↓↓↓

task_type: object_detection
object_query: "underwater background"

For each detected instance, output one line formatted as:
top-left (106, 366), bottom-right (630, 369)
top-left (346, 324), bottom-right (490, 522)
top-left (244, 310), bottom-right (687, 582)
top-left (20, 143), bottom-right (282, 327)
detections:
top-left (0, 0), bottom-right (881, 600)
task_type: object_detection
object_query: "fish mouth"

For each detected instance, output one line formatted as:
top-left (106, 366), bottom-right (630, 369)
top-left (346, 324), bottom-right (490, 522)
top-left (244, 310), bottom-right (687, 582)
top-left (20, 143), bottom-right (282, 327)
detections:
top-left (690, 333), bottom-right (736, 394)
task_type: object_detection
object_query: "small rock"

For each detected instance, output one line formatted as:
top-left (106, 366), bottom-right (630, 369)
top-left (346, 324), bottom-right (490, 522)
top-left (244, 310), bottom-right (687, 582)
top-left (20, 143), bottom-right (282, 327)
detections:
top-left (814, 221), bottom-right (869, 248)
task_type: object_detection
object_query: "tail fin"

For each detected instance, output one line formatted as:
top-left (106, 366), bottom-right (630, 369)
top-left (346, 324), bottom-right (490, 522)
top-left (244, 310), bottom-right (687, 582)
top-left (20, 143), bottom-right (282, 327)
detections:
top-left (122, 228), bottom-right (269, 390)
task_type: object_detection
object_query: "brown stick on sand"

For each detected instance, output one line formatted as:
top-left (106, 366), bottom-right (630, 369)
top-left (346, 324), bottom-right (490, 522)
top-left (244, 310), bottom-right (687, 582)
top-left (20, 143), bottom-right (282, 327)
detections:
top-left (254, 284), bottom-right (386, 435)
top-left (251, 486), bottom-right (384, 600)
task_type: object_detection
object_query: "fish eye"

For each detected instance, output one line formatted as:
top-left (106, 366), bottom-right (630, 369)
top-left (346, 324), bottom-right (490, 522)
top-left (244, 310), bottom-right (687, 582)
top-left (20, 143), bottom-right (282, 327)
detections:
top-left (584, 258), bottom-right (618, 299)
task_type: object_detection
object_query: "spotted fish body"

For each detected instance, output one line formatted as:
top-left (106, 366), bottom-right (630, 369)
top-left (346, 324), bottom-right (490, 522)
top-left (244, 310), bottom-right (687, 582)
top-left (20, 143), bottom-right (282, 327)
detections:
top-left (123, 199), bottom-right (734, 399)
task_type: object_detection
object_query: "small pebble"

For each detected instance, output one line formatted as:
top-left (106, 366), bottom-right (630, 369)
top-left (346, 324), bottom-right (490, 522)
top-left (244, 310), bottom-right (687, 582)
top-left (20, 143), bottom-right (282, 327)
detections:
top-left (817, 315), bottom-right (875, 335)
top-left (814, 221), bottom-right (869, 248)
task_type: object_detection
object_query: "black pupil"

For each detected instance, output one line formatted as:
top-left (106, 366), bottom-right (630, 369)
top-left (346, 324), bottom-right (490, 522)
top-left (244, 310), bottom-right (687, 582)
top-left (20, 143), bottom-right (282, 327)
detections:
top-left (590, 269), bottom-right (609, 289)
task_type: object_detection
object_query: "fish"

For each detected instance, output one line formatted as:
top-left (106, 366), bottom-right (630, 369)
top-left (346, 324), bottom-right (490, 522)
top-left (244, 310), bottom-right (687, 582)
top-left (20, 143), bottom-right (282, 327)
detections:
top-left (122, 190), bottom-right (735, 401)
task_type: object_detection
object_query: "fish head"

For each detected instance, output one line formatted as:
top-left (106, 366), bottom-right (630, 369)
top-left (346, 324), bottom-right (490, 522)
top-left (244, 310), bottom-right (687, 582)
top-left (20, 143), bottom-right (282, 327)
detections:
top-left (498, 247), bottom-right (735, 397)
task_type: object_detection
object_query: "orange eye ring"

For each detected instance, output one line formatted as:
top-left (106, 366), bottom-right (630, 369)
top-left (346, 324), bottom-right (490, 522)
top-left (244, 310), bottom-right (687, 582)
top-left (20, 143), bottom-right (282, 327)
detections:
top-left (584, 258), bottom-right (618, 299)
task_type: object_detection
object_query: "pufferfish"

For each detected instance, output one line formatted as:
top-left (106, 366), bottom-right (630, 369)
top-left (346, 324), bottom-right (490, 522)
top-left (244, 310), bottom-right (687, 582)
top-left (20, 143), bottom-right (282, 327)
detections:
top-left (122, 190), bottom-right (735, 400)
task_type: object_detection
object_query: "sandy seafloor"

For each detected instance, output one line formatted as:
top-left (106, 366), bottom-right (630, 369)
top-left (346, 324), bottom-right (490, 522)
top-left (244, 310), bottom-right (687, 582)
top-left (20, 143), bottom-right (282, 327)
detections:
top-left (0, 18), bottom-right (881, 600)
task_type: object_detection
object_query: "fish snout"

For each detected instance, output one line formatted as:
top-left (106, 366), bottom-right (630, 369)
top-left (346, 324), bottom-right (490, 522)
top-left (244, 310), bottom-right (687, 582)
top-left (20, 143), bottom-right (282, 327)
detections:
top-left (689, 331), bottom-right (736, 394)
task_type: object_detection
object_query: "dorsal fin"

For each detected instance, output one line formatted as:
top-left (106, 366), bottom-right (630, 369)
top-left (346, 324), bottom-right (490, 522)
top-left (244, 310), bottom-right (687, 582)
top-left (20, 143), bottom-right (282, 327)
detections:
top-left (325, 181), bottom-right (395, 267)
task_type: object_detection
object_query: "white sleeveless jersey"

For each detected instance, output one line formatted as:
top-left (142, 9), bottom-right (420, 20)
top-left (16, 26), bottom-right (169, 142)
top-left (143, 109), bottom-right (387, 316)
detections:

↑↑↑

**Stated task**: Reproduce every line of the records above verbatim.

**Problem solution**:
task_type: object_detection
object_query: "underwater background"

For each detected instance, output one line formatted as:
top-left (106, 366), bottom-right (630, 369)
top-left (346, 324), bottom-right (490, 522)
top-left (244, 310), bottom-right (687, 582)
top-left (20, 143), bottom-right (282, 327)
detections:
top-left (0, 0), bottom-right (881, 600)
task_type: object_detection
object_query: "fish mouth"

For each detected instance, output one line formatted as:
top-left (106, 366), bottom-right (630, 369)
top-left (346, 324), bottom-right (490, 522)
top-left (244, 310), bottom-right (687, 582)
top-left (20, 143), bottom-right (282, 327)
detections:
top-left (690, 333), bottom-right (736, 394)
task_type: object_detection
object_query: "small rock"

For each detected instance, output one line formatted as:
top-left (106, 366), bottom-right (630, 369)
top-left (346, 324), bottom-right (490, 522)
top-left (244, 310), bottom-right (687, 582)
top-left (20, 143), bottom-right (282, 327)
detections:
top-left (814, 221), bottom-right (869, 248)
task_type: object_detection
object_query: "tail fin"

For each detected instance, output one line formatted as:
top-left (106, 366), bottom-right (630, 369)
top-left (346, 324), bottom-right (490, 522)
top-left (244, 310), bottom-right (687, 582)
top-left (20, 143), bottom-right (282, 327)
detections:
top-left (122, 228), bottom-right (269, 390)
task_type: object_detection
object_query: "brown stick on sand"

For each detected instance, output one line formatted as:
top-left (106, 366), bottom-right (630, 369)
top-left (346, 324), bottom-right (490, 522)
top-left (244, 310), bottom-right (687, 582)
top-left (20, 143), bottom-right (282, 327)
detections:
top-left (254, 284), bottom-right (386, 435)
top-left (251, 486), bottom-right (384, 600)
task_type: object_detection
object_query: "fish eye"

For each detected instance, output one line formatted as:
top-left (106, 366), bottom-right (630, 369)
top-left (346, 324), bottom-right (490, 522)
top-left (244, 310), bottom-right (687, 582)
top-left (20, 143), bottom-right (282, 327)
detections:
top-left (584, 258), bottom-right (618, 299)
task_type: object_detection
object_query: "spotted fish body"

For each detected instance, output one line formatted as:
top-left (106, 366), bottom-right (630, 369)
top-left (346, 324), bottom-right (490, 522)
top-left (244, 310), bottom-right (687, 582)
top-left (20, 143), bottom-right (282, 327)
detections:
top-left (123, 199), bottom-right (734, 399)
task_type: object_detection
object_query: "small pebble"

For each detected instance, output one line formatted as:
top-left (106, 366), bottom-right (630, 369)
top-left (346, 324), bottom-right (490, 522)
top-left (244, 310), bottom-right (687, 582)
top-left (20, 143), bottom-right (282, 327)
detections:
top-left (817, 315), bottom-right (875, 335)
top-left (814, 221), bottom-right (869, 248)
task_type: object_detection
object_query: "black pupil"

For each detected instance, output one line formatted as:
top-left (106, 366), bottom-right (630, 369)
top-left (346, 324), bottom-right (490, 522)
top-left (244, 310), bottom-right (687, 582)
top-left (20, 143), bottom-right (282, 327)
detections:
top-left (590, 269), bottom-right (609, 289)
task_type: object_detection
object_query: "fish"

For each detected instance, output one line formatted as:
top-left (106, 366), bottom-right (630, 369)
top-left (346, 324), bottom-right (490, 522)
top-left (244, 310), bottom-right (687, 582)
top-left (20, 143), bottom-right (282, 327)
detections:
top-left (122, 190), bottom-right (735, 401)
task_type: object_detection
object_query: "fish head"

For each detected instance, output one line formatted as:
top-left (106, 366), bottom-right (630, 369)
top-left (346, 324), bottom-right (490, 522)
top-left (244, 310), bottom-right (687, 582)
top-left (20, 143), bottom-right (282, 327)
detections:
top-left (498, 247), bottom-right (735, 397)
task_type: object_detection
object_query: "orange eye ring"

For each detected instance, output one line formatted as:
top-left (106, 366), bottom-right (630, 369)
top-left (346, 324), bottom-right (490, 522)
top-left (244, 310), bottom-right (687, 582)
top-left (20, 143), bottom-right (282, 327)
detections:
top-left (584, 258), bottom-right (618, 299)
task_type: object_detection
object_query: "pufferfish"

For each detected instance, output one line formatted as:
top-left (106, 366), bottom-right (630, 369)
top-left (346, 324), bottom-right (490, 522)
top-left (244, 310), bottom-right (687, 582)
top-left (20, 143), bottom-right (282, 327)
detections:
top-left (122, 190), bottom-right (735, 400)
task_type: object_detection
object_query: "sandy seafloor"

For each detected instance, output one line formatted as:
top-left (106, 366), bottom-right (630, 369)
top-left (346, 324), bottom-right (490, 522)
top-left (244, 310), bottom-right (687, 582)
top-left (20, 143), bottom-right (282, 327)
detections:
top-left (0, 18), bottom-right (881, 600)
task_type: object_detection
object_query: "fish snout"

For each detected instance, output one line formatted as:
top-left (106, 366), bottom-right (630, 369)
top-left (346, 324), bottom-right (490, 522)
top-left (244, 310), bottom-right (687, 582)
top-left (20, 143), bottom-right (282, 327)
detections:
top-left (689, 331), bottom-right (736, 394)
task_type: object_detection
object_query: "dorsal fin"

For each detected instance, output one line formatted as:
top-left (106, 366), bottom-right (630, 369)
top-left (346, 324), bottom-right (490, 522)
top-left (244, 310), bottom-right (687, 582)
top-left (20, 143), bottom-right (282, 327)
detections:
top-left (325, 181), bottom-right (395, 267)
task_type: object_detection
object_query: "white sleeveless jersey"

For each detected instance, output one line formatted as:
top-left (142, 9), bottom-right (420, 20)
top-left (16, 26), bottom-right (169, 142)
top-left (143, 109), bottom-right (387, 316)
detections:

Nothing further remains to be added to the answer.